▶ **Task instructions**:
The line containing "like point(342, 330)" marks the end: restate word for word every line from the first line of the entries below through that one.

▶ **Region pointing data**:
┌──
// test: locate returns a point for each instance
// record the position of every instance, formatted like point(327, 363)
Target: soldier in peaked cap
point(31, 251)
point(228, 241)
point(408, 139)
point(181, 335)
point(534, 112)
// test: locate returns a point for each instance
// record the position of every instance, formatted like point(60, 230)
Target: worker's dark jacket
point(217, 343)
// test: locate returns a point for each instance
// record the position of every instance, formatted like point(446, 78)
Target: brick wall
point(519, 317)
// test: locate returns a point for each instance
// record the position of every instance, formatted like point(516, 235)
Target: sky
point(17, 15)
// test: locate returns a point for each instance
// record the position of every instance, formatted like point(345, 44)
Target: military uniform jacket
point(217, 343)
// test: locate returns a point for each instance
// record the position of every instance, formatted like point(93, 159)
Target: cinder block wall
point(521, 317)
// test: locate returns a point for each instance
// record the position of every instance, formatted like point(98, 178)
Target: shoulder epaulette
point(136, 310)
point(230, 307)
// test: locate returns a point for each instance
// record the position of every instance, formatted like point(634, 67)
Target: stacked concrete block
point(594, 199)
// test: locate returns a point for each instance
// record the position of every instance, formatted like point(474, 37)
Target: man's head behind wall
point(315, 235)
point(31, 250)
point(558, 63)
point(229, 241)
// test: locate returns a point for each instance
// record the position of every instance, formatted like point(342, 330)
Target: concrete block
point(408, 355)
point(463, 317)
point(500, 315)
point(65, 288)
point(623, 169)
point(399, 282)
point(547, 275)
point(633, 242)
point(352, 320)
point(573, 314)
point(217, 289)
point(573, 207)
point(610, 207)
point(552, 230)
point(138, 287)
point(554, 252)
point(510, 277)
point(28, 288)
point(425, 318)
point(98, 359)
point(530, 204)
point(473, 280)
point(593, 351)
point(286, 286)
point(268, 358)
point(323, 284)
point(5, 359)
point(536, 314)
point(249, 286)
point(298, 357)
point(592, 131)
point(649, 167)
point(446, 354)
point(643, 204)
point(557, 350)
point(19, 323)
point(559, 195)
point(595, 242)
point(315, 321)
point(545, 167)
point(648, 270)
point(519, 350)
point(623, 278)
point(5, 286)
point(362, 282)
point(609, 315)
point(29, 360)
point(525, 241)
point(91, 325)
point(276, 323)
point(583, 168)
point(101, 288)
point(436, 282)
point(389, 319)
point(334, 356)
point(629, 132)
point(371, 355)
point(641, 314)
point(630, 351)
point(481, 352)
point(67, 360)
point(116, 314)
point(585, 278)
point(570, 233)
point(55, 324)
└──
▶ **Answer for this exercise**:
// test: locate returns a point for each instance
// record the position of every instance, formatted like point(327, 363)
Target: soldier in peaked cap
point(31, 251)
point(228, 241)
point(408, 139)
point(181, 335)
point(534, 112)
// test: locate returns a point for each instance
// record the position of every instance, formatted like point(60, 230)
Target: worker's dark jacket
point(217, 343)
// test: locate returns a point for each instance
// record the position of every instance, formatted like point(446, 78)
Target: brick wall
point(519, 317)
// test: locate returns a point for each instance
// record the position of every instance, formatted like point(516, 235)
Target: sky
point(17, 15)
// test: locate returns a point for each instance
// record the position of every instance, formatted like point(345, 44)
Target: military uniform jacket
point(217, 343)
// test: locate returns a point for each instance
// record the position of every instance, formatted like point(93, 159)
Target: cinder block wall
point(521, 317)
// test: locate returns a point for each instance
// record the position of every instance, formatted like point(98, 178)
Target: shoulder epaulette
point(136, 310)
point(230, 307)
// test: locate returns a point for each instance
// record the position of every instance, formatted like point(634, 67)
Target: stacked concrete block
point(594, 199)
// test: locate returns a point for each instance
// record the position of every instance, formatted like point(474, 37)
Target: man's head behind wall
point(315, 235)
point(31, 250)
point(558, 63)
point(229, 241)
// test: locate returns a point for each instance
// record the position of every instance, formatted like point(342, 330)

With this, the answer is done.